About this task:
List every algorithm that the abstract below says was used to cluster the unlabeled Brugada syndrome genomic data before the results were compared with the proposed ensemble method.

====== Given text

A Feature Grouping Method for Ensemble Clustering of High-Dimensional Genomic Big Data
|Title||A Feature Grouping Method for Ensemble Clustering of High-Dimensional Genomic Big Data|
|Publication Type||Conference Paper|
|Year of Publication||2016|
|Tertiary Authors||Manderick, B|
|Conference Name||IEEE Future Technologies Conference|
|Conference Location||San Francisco, United States|
High-dimensional genomic big data with hundred of features present a big challenge in cluster analysis. Usually, genomic data are noisy and have correlation among the features. Also, different subspaces exist in high-dimensional genomic data. This paper presents a feature selecting and grouping method for ensemble clustering of high-dimensional genomic data. Two most popular clustering methods: k-means and similarity-based clustering are used for ensemble clustering. Ensemble clustering is more effective in clustering high-dimensional complex data than the traditional clustering algorithms. In this paper, we cluster unlabeled genomic data (148 Exome data sets) of Brugada syndrome from the Centre of Medical Genetics, VUB UZ Brussel using SimpleKMeans, XMeans, DBScan, and MakeDensityBasedCluster algorithms and compare the clustering results with proposed ensemble clustering method. Furthermore, we use biclustering ($\delta$-Biclustering) algorithm on each cluster to find the sub-matrices in the genomic data, which clusters both instances and features simultaneously.

============
====== Data provided

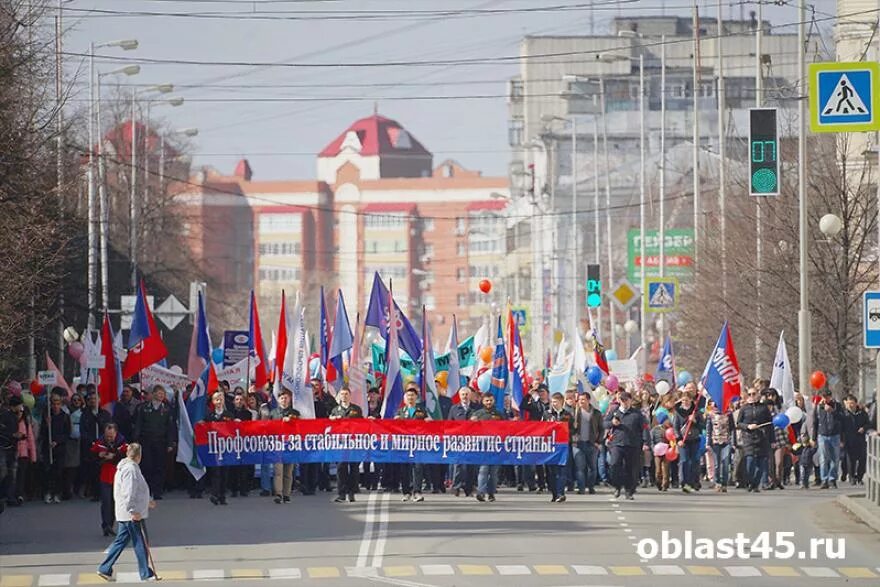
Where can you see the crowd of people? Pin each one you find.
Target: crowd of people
(66, 446)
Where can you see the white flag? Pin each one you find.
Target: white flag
(781, 380)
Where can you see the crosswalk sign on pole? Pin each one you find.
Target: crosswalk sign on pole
(662, 294)
(844, 97)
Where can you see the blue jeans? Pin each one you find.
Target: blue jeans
(689, 462)
(487, 477)
(722, 463)
(829, 457)
(585, 462)
(755, 465)
(125, 532)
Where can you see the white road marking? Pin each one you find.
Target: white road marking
(589, 570)
(819, 572)
(285, 574)
(666, 570)
(53, 580)
(382, 533)
(364, 551)
(209, 575)
(513, 570)
(743, 571)
(437, 570)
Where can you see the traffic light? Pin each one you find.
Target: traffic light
(763, 152)
(594, 286)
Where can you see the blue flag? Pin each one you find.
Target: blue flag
(666, 364)
(377, 315)
(498, 387)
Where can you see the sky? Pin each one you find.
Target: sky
(276, 80)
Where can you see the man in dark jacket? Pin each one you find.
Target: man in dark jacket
(91, 428)
(827, 429)
(854, 442)
(630, 435)
(154, 429)
(753, 424)
(463, 476)
(688, 423)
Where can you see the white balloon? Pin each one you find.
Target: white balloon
(795, 414)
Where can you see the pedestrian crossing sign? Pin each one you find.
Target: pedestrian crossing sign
(844, 97)
(662, 294)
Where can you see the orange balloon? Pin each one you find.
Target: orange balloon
(486, 354)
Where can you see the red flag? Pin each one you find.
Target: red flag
(256, 349)
(147, 346)
(109, 377)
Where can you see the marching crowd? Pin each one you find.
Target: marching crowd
(65, 446)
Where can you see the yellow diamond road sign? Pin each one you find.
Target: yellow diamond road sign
(624, 294)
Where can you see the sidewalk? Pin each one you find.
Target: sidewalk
(860, 507)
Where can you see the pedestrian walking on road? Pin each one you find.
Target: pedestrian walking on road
(132, 496)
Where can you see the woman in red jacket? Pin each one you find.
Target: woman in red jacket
(110, 449)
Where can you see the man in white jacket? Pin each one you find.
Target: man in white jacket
(132, 496)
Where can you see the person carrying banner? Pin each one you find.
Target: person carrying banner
(463, 476)
(556, 474)
(283, 478)
(487, 477)
(131, 493)
(219, 475)
(346, 473)
(628, 437)
(753, 423)
(110, 450)
(411, 473)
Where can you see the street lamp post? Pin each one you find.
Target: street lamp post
(128, 70)
(125, 45)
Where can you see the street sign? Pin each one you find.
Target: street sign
(871, 319)
(662, 294)
(624, 294)
(763, 152)
(171, 312)
(844, 97)
(594, 286)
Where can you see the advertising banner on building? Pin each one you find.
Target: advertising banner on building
(381, 441)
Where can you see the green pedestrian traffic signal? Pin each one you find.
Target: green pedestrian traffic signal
(763, 152)
(594, 286)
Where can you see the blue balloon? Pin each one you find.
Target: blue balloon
(781, 421)
(484, 381)
(594, 375)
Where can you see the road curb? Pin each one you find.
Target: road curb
(866, 515)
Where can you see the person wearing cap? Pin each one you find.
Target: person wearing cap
(346, 473)
(827, 427)
(630, 435)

============

Task answer:
SimpleKMeans, XMeans, DBScan, MakeDensityBasedCluster